Exercise description:
Below are some records; output exactly the lines from the line with "Target: white pillow" to the line with "[locate] lamp base", both ends kept, and nothing more.

Supplied information:
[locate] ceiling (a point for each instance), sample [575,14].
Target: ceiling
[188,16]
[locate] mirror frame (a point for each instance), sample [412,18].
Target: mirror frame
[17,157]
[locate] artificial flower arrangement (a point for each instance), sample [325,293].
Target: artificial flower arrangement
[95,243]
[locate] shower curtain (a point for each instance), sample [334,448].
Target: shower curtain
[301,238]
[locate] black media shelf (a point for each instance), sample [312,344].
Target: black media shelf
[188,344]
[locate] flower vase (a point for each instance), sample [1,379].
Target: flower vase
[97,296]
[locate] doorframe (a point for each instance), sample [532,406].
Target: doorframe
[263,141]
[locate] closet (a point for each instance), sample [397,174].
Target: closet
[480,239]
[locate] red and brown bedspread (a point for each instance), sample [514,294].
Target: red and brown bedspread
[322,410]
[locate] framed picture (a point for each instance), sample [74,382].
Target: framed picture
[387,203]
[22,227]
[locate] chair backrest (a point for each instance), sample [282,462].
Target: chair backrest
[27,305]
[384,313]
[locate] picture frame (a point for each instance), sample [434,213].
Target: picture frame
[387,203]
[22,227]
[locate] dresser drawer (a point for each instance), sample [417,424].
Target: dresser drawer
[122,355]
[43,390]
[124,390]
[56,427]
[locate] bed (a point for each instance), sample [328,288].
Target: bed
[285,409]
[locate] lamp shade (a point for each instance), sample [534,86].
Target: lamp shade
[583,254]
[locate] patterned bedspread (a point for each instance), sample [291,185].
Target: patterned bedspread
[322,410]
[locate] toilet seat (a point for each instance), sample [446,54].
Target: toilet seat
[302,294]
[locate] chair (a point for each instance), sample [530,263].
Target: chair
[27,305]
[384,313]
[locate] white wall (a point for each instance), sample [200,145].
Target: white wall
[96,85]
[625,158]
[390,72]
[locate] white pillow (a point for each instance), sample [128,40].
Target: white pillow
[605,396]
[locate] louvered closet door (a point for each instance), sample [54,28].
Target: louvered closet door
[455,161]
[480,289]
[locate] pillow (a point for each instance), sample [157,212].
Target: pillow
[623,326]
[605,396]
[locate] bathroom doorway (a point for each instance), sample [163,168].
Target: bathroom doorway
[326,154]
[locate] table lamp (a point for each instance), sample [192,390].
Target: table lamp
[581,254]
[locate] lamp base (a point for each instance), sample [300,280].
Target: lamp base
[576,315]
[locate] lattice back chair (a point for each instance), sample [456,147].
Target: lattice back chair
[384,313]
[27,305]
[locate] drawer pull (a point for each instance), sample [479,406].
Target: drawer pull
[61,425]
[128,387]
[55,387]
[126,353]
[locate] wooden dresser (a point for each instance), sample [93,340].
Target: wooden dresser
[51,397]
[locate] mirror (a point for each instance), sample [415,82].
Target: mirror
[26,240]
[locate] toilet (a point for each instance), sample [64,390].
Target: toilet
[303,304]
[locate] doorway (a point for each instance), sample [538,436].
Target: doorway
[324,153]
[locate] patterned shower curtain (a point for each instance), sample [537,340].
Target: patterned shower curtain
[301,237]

...

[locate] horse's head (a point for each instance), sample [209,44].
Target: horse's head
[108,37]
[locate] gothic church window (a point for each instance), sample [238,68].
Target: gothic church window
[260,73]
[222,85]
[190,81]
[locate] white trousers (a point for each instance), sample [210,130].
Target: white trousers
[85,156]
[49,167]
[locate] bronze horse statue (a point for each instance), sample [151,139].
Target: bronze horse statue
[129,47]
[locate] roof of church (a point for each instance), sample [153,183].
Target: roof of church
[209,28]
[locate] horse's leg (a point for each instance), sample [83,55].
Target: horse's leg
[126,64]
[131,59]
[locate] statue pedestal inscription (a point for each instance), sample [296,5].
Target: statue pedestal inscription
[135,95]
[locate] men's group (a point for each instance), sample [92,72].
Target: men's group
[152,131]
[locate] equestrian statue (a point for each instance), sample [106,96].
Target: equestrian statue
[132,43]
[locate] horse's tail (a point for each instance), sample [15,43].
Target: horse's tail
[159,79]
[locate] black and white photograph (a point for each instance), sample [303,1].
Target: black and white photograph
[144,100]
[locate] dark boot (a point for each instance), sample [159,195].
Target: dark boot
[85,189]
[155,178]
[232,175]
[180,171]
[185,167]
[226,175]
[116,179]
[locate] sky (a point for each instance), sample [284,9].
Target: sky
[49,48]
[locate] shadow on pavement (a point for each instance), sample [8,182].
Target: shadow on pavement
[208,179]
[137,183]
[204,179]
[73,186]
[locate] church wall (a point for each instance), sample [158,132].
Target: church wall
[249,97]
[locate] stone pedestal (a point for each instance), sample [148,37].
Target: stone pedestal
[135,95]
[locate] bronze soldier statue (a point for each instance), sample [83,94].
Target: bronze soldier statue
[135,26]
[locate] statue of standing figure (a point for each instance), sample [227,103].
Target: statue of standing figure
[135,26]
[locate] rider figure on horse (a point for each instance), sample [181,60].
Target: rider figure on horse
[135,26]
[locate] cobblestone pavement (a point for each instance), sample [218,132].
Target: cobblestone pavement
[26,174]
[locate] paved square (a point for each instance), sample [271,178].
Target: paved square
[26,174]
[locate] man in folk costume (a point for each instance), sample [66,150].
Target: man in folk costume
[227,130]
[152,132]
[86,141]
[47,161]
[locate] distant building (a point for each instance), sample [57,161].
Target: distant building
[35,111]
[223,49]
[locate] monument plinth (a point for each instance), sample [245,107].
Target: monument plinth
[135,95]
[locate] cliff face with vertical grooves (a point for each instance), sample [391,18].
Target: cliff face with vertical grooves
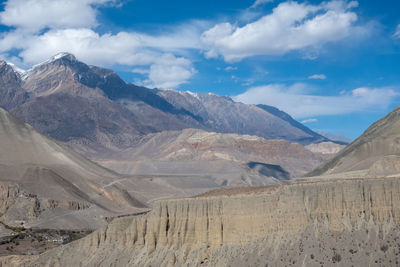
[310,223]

--

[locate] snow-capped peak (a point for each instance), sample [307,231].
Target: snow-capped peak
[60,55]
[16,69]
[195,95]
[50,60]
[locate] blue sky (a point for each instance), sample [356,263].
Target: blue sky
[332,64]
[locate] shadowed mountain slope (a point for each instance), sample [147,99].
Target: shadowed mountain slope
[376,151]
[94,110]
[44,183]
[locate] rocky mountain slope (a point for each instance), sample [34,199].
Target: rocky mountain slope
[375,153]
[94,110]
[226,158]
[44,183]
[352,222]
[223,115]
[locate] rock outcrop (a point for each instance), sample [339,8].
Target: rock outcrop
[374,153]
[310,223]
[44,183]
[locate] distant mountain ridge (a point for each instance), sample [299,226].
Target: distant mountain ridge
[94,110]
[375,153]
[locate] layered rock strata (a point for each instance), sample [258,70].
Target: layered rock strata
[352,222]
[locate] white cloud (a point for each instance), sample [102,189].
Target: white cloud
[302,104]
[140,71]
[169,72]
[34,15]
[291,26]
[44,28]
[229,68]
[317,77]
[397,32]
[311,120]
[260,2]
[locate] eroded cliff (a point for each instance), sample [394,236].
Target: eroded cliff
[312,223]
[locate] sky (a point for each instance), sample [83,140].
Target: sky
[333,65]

Finished task:
Target: white pillow
[605,396]
[locate] louvered closet door (a point for each instance), sample [54,28].
Target: louvered closet door
[455,161]
[480,289]
[locate] pillow (a point for each instance), sample [157,212].
Target: pillow
[623,326]
[605,396]
[locate] bathroom doorway (a point for each instance), sample [163,168].
Target: bathroom doorway
[326,154]
[locate] table lamp (a point for each instance), sample [192,390].
Target: table lamp
[581,254]
[locate] lamp base (a point for each instance), sample [300,280].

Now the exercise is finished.